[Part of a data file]
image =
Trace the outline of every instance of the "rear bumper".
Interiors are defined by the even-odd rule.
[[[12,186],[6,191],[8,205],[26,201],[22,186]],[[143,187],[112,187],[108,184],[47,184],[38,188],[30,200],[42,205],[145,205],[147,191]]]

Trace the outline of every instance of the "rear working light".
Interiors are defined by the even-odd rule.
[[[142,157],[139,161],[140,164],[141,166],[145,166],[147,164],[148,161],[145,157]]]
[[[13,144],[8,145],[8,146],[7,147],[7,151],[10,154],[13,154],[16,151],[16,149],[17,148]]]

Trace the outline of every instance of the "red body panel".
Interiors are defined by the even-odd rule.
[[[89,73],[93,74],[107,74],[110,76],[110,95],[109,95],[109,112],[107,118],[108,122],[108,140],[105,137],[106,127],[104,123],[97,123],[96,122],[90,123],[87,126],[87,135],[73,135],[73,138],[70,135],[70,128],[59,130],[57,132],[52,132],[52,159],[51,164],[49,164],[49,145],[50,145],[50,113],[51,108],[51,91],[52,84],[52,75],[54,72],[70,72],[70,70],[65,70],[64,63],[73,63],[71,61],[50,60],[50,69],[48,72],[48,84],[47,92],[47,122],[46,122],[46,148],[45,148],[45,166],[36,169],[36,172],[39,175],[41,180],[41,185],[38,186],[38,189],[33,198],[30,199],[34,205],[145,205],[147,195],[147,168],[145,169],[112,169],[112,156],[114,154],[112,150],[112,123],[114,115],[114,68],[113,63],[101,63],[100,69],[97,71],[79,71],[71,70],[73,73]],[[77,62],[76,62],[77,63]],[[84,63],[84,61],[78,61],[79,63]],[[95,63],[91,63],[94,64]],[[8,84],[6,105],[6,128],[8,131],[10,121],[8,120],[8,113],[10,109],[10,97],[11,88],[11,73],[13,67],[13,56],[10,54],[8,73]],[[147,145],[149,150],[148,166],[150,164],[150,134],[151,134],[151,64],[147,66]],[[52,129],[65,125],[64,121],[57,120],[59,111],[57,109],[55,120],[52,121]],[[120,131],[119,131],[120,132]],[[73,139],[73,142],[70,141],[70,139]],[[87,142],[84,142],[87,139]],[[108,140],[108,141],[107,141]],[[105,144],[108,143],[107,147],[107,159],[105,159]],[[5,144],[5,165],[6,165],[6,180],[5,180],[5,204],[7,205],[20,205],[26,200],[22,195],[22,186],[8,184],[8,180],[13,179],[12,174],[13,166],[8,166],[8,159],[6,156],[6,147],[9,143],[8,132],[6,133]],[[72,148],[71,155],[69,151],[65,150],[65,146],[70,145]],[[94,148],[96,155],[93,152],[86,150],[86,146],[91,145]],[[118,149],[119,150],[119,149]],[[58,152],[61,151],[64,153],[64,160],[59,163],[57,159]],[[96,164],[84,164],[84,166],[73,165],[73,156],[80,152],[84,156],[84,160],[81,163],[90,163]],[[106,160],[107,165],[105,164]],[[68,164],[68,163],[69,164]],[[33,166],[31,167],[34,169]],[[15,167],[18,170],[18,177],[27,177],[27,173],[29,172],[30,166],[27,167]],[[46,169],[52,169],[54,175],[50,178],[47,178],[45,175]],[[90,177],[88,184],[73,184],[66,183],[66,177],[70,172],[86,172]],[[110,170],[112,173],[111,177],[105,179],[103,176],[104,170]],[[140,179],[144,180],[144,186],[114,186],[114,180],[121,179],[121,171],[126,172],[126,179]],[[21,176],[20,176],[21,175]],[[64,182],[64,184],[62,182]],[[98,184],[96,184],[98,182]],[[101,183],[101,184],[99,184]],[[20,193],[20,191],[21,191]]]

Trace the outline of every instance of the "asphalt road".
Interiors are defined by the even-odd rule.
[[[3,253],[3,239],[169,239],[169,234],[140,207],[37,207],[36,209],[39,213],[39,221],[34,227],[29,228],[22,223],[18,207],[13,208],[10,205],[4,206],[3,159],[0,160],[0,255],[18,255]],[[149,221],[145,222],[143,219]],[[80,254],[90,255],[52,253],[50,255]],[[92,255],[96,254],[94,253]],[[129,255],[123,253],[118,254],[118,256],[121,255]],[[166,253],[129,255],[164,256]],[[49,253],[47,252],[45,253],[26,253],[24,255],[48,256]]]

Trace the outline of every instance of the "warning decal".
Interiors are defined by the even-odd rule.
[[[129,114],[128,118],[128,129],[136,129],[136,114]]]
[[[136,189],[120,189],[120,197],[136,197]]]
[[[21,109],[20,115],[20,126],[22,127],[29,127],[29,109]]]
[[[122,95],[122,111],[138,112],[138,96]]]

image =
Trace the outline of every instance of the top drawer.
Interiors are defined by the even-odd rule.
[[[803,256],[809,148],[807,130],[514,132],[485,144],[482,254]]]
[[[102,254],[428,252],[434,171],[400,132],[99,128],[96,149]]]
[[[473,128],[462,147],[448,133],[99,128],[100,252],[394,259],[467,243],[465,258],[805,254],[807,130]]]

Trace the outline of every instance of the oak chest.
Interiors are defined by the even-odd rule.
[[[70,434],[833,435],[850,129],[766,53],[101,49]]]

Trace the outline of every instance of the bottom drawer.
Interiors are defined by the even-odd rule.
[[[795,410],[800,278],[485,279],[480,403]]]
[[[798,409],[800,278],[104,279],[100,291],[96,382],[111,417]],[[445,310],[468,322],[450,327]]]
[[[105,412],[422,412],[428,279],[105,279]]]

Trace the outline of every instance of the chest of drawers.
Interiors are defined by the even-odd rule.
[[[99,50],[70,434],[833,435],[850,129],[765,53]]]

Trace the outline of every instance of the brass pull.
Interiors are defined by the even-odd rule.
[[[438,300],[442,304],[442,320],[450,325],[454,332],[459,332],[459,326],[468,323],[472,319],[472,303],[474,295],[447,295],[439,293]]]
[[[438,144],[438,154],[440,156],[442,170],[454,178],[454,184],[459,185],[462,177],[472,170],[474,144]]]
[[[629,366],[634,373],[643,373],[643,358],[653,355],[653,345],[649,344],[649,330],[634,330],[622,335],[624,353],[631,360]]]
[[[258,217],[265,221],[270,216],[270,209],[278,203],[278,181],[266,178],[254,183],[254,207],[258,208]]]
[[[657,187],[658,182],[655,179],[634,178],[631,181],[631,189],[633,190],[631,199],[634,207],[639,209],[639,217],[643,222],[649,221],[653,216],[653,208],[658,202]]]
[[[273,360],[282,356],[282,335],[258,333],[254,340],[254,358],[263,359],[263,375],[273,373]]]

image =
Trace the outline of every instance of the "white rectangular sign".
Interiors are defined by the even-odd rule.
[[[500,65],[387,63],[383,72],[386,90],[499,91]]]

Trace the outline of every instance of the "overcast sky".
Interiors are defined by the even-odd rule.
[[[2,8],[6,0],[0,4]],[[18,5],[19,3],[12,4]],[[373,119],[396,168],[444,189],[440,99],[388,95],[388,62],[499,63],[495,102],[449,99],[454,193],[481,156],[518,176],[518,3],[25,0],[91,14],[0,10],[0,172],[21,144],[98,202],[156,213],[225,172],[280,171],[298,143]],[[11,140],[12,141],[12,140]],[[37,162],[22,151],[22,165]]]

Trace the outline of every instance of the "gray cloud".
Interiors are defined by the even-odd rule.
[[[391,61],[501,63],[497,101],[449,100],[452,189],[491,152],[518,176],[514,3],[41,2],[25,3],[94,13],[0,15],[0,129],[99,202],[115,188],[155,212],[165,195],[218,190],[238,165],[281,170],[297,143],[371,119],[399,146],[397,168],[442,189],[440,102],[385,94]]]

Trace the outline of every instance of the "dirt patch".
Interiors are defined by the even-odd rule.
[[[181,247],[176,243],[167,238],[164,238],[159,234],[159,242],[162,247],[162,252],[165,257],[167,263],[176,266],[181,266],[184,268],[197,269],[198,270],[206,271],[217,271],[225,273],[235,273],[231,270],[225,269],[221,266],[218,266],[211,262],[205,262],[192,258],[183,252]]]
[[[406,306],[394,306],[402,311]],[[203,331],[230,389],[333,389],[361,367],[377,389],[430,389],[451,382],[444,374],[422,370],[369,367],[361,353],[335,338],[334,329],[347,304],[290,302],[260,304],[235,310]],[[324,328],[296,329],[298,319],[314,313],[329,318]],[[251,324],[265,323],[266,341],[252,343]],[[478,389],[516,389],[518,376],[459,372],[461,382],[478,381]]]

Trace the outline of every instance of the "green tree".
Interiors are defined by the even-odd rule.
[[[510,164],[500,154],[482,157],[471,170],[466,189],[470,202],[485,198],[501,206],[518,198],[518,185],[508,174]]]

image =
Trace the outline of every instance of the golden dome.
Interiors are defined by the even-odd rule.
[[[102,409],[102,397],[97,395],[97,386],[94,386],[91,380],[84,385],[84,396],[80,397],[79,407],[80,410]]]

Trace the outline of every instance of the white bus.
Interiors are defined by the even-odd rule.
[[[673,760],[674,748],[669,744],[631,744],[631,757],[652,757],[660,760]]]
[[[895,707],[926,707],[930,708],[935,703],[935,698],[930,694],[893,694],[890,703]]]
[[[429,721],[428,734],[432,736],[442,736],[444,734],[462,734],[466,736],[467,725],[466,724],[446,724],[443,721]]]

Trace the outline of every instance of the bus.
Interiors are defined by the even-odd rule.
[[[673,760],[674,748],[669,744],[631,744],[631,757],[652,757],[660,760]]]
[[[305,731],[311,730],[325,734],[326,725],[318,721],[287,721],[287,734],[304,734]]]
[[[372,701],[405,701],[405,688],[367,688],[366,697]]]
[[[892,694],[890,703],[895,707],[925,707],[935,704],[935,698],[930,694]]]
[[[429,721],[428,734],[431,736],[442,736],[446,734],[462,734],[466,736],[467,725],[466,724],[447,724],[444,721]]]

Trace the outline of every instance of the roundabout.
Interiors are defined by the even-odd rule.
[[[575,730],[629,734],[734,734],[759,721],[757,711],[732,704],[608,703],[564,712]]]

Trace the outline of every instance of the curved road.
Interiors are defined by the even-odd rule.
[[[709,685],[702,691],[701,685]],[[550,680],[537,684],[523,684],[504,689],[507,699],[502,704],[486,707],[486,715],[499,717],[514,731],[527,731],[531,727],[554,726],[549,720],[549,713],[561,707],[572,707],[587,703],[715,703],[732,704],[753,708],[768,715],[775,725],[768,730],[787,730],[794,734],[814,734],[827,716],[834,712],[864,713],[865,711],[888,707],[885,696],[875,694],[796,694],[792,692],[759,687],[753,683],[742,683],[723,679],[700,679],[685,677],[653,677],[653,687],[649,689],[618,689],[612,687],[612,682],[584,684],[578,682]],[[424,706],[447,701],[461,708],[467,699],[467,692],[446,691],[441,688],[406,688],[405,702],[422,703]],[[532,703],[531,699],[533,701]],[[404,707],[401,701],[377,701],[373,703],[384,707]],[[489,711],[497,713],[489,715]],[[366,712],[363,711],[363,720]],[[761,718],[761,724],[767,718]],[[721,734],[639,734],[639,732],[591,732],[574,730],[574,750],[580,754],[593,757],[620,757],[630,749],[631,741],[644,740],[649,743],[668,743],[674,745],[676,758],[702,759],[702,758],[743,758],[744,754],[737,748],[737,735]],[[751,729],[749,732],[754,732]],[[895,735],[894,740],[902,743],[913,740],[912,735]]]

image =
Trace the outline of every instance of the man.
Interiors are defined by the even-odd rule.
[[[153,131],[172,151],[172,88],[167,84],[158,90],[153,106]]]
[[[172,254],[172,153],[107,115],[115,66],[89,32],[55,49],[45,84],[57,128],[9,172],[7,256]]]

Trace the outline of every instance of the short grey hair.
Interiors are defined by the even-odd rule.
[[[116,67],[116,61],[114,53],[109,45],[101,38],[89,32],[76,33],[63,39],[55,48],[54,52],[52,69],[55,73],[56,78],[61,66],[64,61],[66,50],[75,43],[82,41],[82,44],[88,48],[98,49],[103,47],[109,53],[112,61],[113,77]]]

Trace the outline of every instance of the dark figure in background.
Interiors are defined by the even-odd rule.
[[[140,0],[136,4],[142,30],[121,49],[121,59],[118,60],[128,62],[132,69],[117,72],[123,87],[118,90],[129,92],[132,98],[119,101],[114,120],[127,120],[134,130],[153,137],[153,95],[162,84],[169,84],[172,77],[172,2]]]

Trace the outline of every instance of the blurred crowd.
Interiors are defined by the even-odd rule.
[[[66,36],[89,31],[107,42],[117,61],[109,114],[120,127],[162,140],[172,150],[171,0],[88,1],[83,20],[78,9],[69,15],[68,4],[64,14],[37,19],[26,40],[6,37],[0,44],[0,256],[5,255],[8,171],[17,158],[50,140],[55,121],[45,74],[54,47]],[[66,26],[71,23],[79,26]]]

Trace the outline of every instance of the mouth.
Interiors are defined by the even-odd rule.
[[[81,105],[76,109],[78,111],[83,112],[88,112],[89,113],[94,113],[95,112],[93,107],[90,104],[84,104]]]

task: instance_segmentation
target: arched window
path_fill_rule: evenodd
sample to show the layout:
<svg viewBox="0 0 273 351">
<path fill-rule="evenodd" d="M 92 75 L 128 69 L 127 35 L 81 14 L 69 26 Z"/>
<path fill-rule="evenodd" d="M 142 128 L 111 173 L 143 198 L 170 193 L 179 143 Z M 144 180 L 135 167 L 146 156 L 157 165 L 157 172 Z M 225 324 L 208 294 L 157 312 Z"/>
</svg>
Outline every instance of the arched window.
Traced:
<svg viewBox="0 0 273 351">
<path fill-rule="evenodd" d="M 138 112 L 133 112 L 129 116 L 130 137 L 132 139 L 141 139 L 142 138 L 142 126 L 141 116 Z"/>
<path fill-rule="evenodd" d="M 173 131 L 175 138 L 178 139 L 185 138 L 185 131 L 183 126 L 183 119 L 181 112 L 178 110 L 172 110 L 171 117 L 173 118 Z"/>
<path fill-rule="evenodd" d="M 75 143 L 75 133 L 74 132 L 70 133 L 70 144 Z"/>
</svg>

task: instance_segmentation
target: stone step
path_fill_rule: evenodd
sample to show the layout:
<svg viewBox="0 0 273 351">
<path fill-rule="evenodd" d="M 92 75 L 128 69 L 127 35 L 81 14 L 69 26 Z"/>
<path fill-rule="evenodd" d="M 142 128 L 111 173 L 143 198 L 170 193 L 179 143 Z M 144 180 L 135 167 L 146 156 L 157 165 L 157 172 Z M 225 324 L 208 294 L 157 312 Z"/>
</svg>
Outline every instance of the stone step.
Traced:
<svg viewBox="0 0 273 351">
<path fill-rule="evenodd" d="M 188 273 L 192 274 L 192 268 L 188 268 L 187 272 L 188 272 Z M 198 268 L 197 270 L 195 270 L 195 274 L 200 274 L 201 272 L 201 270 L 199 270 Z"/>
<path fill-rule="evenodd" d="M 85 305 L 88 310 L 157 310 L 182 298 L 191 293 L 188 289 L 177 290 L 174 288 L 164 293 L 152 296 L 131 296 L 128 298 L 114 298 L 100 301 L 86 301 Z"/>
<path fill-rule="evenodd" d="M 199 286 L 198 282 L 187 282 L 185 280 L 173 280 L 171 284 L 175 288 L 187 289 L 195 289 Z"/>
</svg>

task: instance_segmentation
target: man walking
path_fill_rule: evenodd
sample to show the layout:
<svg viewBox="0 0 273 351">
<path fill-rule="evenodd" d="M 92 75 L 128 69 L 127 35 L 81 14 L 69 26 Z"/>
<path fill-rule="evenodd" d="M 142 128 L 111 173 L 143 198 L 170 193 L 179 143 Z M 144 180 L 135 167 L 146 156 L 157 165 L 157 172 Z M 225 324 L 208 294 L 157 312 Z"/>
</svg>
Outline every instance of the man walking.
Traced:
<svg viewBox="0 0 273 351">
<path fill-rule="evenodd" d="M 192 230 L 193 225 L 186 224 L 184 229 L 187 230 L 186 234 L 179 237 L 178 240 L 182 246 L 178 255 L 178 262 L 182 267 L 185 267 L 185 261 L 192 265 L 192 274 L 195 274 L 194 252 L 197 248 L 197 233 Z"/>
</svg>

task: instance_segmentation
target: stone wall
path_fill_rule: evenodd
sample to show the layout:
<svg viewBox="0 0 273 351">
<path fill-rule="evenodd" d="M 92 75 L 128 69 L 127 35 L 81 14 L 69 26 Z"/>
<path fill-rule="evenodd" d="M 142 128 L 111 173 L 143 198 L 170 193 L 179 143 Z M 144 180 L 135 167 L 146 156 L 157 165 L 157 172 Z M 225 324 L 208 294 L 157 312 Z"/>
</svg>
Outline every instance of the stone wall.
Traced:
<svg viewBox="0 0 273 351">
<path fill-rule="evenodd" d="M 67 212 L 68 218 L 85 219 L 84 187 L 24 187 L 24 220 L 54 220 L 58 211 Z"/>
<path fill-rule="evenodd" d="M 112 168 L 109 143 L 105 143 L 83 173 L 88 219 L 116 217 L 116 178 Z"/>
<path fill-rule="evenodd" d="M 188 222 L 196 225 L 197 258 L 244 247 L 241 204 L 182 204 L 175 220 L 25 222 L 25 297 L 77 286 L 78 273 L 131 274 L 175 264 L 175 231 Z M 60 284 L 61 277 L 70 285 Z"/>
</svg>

**Problem details**
Return every line of the listing above that contains the string "target".

**Problem solution**
target: arched window
target: stone step
target: man walking
target: stone wall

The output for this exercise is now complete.